Material to process:
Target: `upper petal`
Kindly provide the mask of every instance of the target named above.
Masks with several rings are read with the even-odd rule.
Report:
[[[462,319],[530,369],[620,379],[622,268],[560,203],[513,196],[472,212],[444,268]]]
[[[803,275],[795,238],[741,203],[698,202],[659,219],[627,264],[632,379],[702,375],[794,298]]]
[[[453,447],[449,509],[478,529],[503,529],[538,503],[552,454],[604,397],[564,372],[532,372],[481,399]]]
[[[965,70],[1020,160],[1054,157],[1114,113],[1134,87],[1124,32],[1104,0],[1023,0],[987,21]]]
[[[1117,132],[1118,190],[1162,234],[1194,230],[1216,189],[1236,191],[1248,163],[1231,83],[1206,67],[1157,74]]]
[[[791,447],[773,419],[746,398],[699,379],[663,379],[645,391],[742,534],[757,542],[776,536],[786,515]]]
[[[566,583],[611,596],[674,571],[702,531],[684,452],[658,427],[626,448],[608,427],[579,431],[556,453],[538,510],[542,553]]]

Work task: Give back the entire listing above, matching every line exactly.

Task answer:
Target: `upper petal`
Kindly provide the mask of every instance of the target named above.
Masks with several rings are read with the even-odd rule.
Report:
[[[462,319],[530,369],[620,379],[622,268],[560,203],[513,196],[472,212],[444,268]]]
[[[803,275],[795,238],[741,203],[698,202],[659,219],[627,264],[632,379],[702,375],[794,298]]]
[[[453,447],[449,509],[478,529],[503,529],[538,503],[552,454],[604,397],[564,372],[532,372],[481,399]]]
[[[965,70],[1020,160],[1054,157],[1114,113],[1134,87],[1124,32],[1104,0],[1023,0],[987,21]]]
[[[1117,132],[1118,190],[1162,234],[1194,230],[1216,189],[1236,191],[1248,163],[1231,83],[1206,67],[1157,74]]]
[[[791,447],[773,419],[746,398],[699,379],[663,379],[645,391],[742,534],[757,542],[776,536],[786,515]]]
[[[566,583],[611,596],[674,571],[702,531],[684,452],[658,427],[626,448],[608,427],[579,431],[556,453],[538,510],[542,553]]]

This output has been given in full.